== 原文 ==

——

燕岳から槍ヶ岳

【年月日】

1990年7月26〜28日
【同行者】 単独
【タイム】

7/26 中房温泉(6:00)−合戦小屋(8:20)−燕山荘(9:17)
   −燕岳(9:37)−大天荘(12:40)
7/27 大天荘(5:00)−大天井ヒュッテ(5:30)−水俣乗越(8:30)
   −大槍ヒュッテ(10:00)−槍ヶ岳山荘(11:00)−槍ヶ岳往復
   −槍ヶ岳山荘(12:00)−ババ平(14:30)
7/28 ババ平(4:20)−横尾(6:20)−徳本峠分岐(8:30)−バスターミナル(10:00)

【地形図】 上高地、槍ヶ岳、穂高岳

1日目 (中房温泉から大天井岳)

 0時半のアルプス号は、思ったほど混んではいなかったが、座席はなく、デッキでマットを敷いて横になっていった。
 松本で降りる人が多く、ようやく座れたが、あたりは明るくなっていた。

 穂高駅を下りるとバスがすでに待っていて、乗るとすぐに発車した。
 中房温泉バス停周辺には、おおぜいのハイカーがたむろしていた。

縦走路から振り返る燕岳

 さっそく登りはじめるが、かなりの急登に感じる。
 第一ベンチでザックをおろすが、この尾根ではどのベンチも休んでいる人でいっぱいだ。
 ここでペットボトルを満タンにした。

 合戦小屋では、ビール350mlカン500円、スイカ1かけ1000円とある。
 それを横目で見ながらパンをかじる。

 合戦ノ頭からは、傾斜のゆるい稜線歩きとなり、ゴゼンタチバナ、エゾシオガマ、ウサギギク、モミジカラマツ、ムカゴトラノオ、ツマトリソウ、ハクサンフウロなどが道端のそこここに見られるようになる。

——

== データの内容 ==

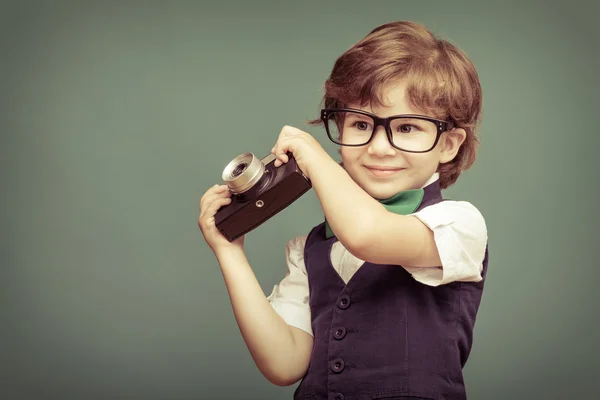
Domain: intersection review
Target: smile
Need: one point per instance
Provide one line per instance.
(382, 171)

——

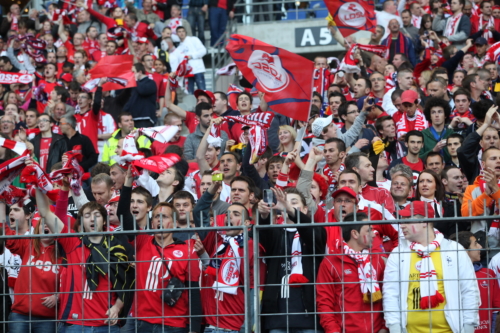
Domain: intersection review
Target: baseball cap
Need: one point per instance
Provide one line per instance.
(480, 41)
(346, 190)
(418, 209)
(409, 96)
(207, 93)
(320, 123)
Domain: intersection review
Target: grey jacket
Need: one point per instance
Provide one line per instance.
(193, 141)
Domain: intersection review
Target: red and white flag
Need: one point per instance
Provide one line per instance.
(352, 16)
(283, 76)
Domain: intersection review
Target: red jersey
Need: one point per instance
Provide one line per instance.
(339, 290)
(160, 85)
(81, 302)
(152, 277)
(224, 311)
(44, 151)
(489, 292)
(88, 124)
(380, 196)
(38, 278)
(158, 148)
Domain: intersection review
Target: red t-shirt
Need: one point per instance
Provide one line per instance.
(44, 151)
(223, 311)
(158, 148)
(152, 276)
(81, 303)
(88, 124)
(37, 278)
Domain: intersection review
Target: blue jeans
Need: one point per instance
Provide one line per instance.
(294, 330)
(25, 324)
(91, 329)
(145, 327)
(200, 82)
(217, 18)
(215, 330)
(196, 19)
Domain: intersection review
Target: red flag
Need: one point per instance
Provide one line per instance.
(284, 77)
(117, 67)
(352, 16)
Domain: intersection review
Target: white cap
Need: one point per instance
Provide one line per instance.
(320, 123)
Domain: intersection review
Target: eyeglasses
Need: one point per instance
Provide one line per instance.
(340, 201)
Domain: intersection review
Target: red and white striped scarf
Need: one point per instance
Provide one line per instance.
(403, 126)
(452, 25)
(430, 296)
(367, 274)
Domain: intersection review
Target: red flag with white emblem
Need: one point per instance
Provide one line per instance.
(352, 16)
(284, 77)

——

== 取り組む課題 ==
燕岳から槍ヶ岳への山行記録にある「穂高駅を下りるとバスがすでに待っていて、乗るとすぐに発車した。」という一文を英語に訳せ。

== この課題の解答 ==
When I got off at Hotaka Station, the bus was already waiting, and it left as soon as I got on.